Excerpt to read:
All dentists receive basic training in the diagnosis and treatment of cracked teeth in dental school. However, some cracked teeth can be especially difficult to diagnose, and treatment may involve root canal treatment. That’s why you have been referred to an endodontist. Endodontists are dentists with at least two additional years of education that include the diagnosis and treatment of unusual dental pain. Cracked tooth pain often comes from damage to the inner soft tissue of the tooth, the pulp. Endodontic treatment, also known as root canal treatment, can relieve that pain. Early diagnosis is extremely important. Like cracks in a windshield, cracks in teeth often start small and progress slowly. The sooner a crack is detected and treated, the better the chance of saving your tooth. The endodontist’s special training and experience can be valuable when a cracked tooth is suspected.
Why does a cracked tooth hurt?
To understand why a cracked tooth hurts, it helps to know something about the anatomy of the tooth. Inside the tooth, under the white enamel and a hard layer called the dentin, is the inner soft tissue called the pulp. The loose pulp is a connective tissue that contains cells, blood vessels and nerves. When the outer hard tissues of the tooth are cracked, chewing can cause movement of the pieces, and the pulp can become irritated. When biting pressure is released, the crack can close quickly, resulting in a momentary, sharp pain. Irritation of the dental pulp can be repeated many times by chewing. Eventually, the pulp will become damaged to the point that it can no longer heal itself. The tooth will not only hurt when chewing but may also become sensitive to temperature extremes. In time, a cracked tooth may begin to hurt all by itself. Extensive cracks can lead to infection of the pulp tissue, which can spread to the bone and gum tissue surrounding the tooth.
What makes a tooth susceptible to cracks?
With more sophisticated procedures, dentists are helping people keep their teeth longer. Because people are living longer and more stressful lives, they are exposing their teeth to many more years of crack-inducing habits, such as clenching, grinding, and chewing on hard objects. These habits make our teeth more susceptible to cracks.

Information:

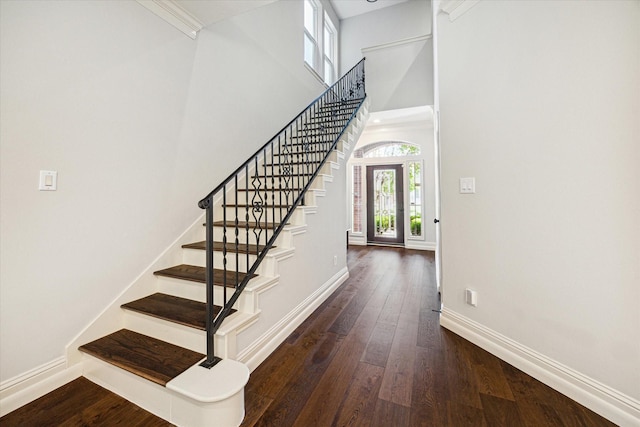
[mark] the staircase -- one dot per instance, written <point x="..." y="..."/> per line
<point x="174" y="349"/>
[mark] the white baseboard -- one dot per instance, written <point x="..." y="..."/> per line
<point x="31" y="385"/>
<point x="600" y="398"/>
<point x="261" y="348"/>
<point x="420" y="245"/>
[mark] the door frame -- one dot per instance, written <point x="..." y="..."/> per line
<point x="399" y="240"/>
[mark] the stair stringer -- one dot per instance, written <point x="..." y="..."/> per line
<point x="264" y="337"/>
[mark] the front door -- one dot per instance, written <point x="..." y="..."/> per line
<point x="385" y="210"/>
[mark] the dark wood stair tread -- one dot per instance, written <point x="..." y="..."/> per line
<point x="275" y="189"/>
<point x="196" y="273"/>
<point x="251" y="206"/>
<point x="242" y="248"/>
<point x="150" y="358"/>
<point x="174" y="309"/>
<point x="244" y="224"/>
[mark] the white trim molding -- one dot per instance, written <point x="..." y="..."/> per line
<point x="456" y="8"/>
<point x="174" y="14"/>
<point x="600" y="398"/>
<point x="262" y="347"/>
<point x="31" y="385"/>
<point x="396" y="43"/>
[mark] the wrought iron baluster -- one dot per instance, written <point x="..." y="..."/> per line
<point x="318" y="129"/>
<point x="224" y="245"/>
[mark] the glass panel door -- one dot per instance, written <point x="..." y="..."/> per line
<point x="385" y="212"/>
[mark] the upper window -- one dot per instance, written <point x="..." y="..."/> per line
<point x="320" y="41"/>
<point x="330" y="42"/>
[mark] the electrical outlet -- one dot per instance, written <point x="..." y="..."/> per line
<point x="48" y="181"/>
<point x="471" y="297"/>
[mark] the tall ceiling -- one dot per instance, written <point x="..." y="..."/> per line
<point x="210" y="11"/>
<point x="348" y="8"/>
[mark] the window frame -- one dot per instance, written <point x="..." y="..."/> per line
<point x="315" y="39"/>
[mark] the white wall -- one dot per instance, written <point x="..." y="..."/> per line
<point x="403" y="21"/>
<point x="540" y="103"/>
<point x="400" y="75"/>
<point x="140" y="122"/>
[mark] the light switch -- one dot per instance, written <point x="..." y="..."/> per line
<point x="48" y="181"/>
<point x="467" y="185"/>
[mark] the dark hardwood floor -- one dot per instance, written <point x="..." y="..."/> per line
<point x="81" y="403"/>
<point x="372" y="355"/>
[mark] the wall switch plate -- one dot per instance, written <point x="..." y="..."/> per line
<point x="467" y="185"/>
<point x="48" y="181"/>
<point x="471" y="297"/>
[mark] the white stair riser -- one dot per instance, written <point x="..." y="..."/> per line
<point x="184" y="336"/>
<point x="266" y="213"/>
<point x="197" y="292"/>
<point x="146" y="394"/>
<point x="198" y="257"/>
<point x="162" y="402"/>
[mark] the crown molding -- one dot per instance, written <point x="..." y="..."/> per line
<point x="396" y="43"/>
<point x="456" y="8"/>
<point x="171" y="12"/>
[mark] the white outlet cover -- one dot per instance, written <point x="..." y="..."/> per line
<point x="467" y="185"/>
<point x="48" y="181"/>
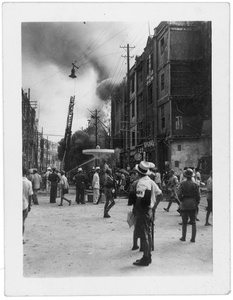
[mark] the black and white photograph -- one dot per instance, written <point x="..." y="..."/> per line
<point x="116" y="132"/>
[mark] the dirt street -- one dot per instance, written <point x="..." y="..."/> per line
<point x="76" y="240"/>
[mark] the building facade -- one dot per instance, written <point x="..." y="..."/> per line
<point x="37" y="152"/>
<point x="170" y="98"/>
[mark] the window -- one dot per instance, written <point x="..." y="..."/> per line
<point x="139" y="75"/>
<point x="132" y="83"/>
<point x="163" y="124"/>
<point x="133" y="108"/>
<point x="148" y="66"/>
<point x="179" y="122"/>
<point x="162" y="82"/>
<point x="150" y="94"/>
<point x="151" y="61"/>
<point x="140" y="104"/>
<point x="162" y="45"/>
<point x="133" y="138"/>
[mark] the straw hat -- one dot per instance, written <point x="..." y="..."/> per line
<point x="143" y="168"/>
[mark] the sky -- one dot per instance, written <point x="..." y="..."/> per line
<point x="96" y="48"/>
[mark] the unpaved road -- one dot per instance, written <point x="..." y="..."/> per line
<point x="76" y="240"/>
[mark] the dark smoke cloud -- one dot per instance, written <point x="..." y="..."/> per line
<point x="106" y="89"/>
<point x="62" y="43"/>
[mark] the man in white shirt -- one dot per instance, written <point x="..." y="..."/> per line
<point x="36" y="183"/>
<point x="27" y="195"/>
<point x="64" y="186"/>
<point x="96" y="185"/>
<point x="146" y="192"/>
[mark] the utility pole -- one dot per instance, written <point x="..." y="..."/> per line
<point x="128" y="104"/>
<point x="94" y="115"/>
<point x="96" y="128"/>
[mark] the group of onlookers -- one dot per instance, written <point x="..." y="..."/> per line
<point x="185" y="193"/>
<point x="145" y="193"/>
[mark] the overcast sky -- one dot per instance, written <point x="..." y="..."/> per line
<point x="48" y="51"/>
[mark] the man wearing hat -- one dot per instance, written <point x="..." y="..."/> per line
<point x="36" y="182"/>
<point x="146" y="192"/>
<point x="189" y="196"/>
<point x="172" y="186"/>
<point x="54" y="179"/>
<point x="80" y="182"/>
<point x="96" y="185"/>
<point x="48" y="185"/>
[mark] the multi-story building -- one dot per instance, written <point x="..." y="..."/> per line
<point x="37" y="152"/>
<point x="170" y="97"/>
<point x="183" y="67"/>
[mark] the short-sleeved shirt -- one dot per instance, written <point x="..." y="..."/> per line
<point x="64" y="182"/>
<point x="189" y="195"/>
<point x="96" y="181"/>
<point x="36" y="181"/>
<point x="27" y="191"/>
<point x="209" y="189"/>
<point x="145" y="183"/>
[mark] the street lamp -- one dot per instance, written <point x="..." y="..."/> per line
<point x="72" y="75"/>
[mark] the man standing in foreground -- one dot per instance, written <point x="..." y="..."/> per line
<point x="36" y="183"/>
<point x="96" y="185"/>
<point x="189" y="196"/>
<point x="27" y="195"/>
<point x="172" y="186"/>
<point x="146" y="192"/>
<point x="81" y="183"/>
<point x="209" y="199"/>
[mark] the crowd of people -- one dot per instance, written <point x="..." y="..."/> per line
<point x="145" y="189"/>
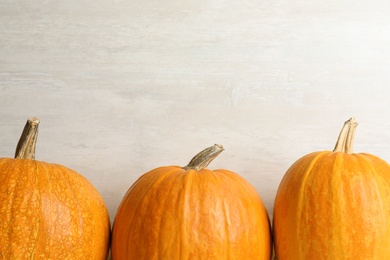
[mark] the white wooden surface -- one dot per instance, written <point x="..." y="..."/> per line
<point x="122" y="87"/>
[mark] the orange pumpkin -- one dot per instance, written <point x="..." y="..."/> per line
<point x="334" y="205"/>
<point x="48" y="211"/>
<point x="191" y="212"/>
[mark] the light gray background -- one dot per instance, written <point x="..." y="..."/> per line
<point x="122" y="87"/>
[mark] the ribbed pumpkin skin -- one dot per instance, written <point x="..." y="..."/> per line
<point x="172" y="213"/>
<point x="334" y="205"/>
<point x="48" y="211"/>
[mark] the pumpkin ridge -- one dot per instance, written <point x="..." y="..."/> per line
<point x="152" y="183"/>
<point x="306" y="174"/>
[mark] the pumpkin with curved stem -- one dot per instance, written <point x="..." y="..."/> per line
<point x="334" y="205"/>
<point x="48" y="211"/>
<point x="191" y="212"/>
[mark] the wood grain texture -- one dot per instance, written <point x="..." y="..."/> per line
<point x="139" y="84"/>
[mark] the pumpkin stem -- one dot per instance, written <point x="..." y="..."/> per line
<point x="345" y="141"/>
<point x="202" y="159"/>
<point x="27" y="142"/>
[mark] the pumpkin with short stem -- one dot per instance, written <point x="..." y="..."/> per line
<point x="48" y="211"/>
<point x="334" y="205"/>
<point x="191" y="212"/>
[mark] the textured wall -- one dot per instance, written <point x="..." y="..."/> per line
<point x="122" y="87"/>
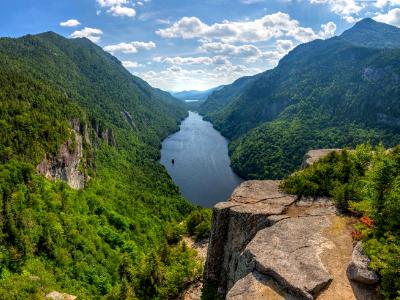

Your instructions: Write the next part of the passage on cracked teeth, picking up after its last sentence.

Response box:
How do I know if my tooth is cracked?
Cracked teeth show a variety of symptoms, including erratic pain when chewing, possibly with release of biting pressure, or pain when your tooth is exposed to temperature extremes. In many cases, the pain may come and go, and your dentist may have difficulty locating which tooth is causing the discomfort.
Why do I need another endodontic procedure?
As occasionally happens with any dental or medical procedure, a tooth may not heal as expected after initial treatment for a variety of reasons:
- Narrow or curved canals were not treated during the initial procedure
- Complicated canal anatomy went undetected in the first procedure
- Placement of the crown or other restoration was delayed following the endodontic treatment
- Restoration did not prevent salivary contamination to the inside of the tooth
- Failure of the body’s immune system to resolve the infection
In other cases, a new problem can jeopardize a tooth that was successfully treated.
- New decay can expose the root canal filling material to bacteria, causing a new infection in the tooth
- A loose, cracked or broken crown or filling can expose the tooth to new infection
- A tooth sustains a fracture
What causes an endodontically treated tooth to need additional treatment?
New trauma, deep decay, or a loose, cracked or broken filling can cause new infection in your tooth. In some cases, the endodontist may discover additional very narrow or curved canals that could not be treated during the initial procedure.